[REQUIRED WORK]
Copy the listing below word for word, keeping every line as it stands.
※ ※ ※
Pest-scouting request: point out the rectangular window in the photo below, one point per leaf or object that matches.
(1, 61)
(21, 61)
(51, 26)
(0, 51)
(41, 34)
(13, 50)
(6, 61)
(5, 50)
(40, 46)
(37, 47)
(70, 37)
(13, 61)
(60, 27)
※ ※ ※
[RESULT OF THE EXERCISE]
Pest-scouting request: point out the rectangular window in the photo below, one point per leaf or object that matches.
(1, 61)
(21, 61)
(51, 26)
(0, 51)
(41, 34)
(13, 50)
(6, 61)
(5, 50)
(40, 46)
(37, 47)
(70, 37)
(13, 61)
(60, 27)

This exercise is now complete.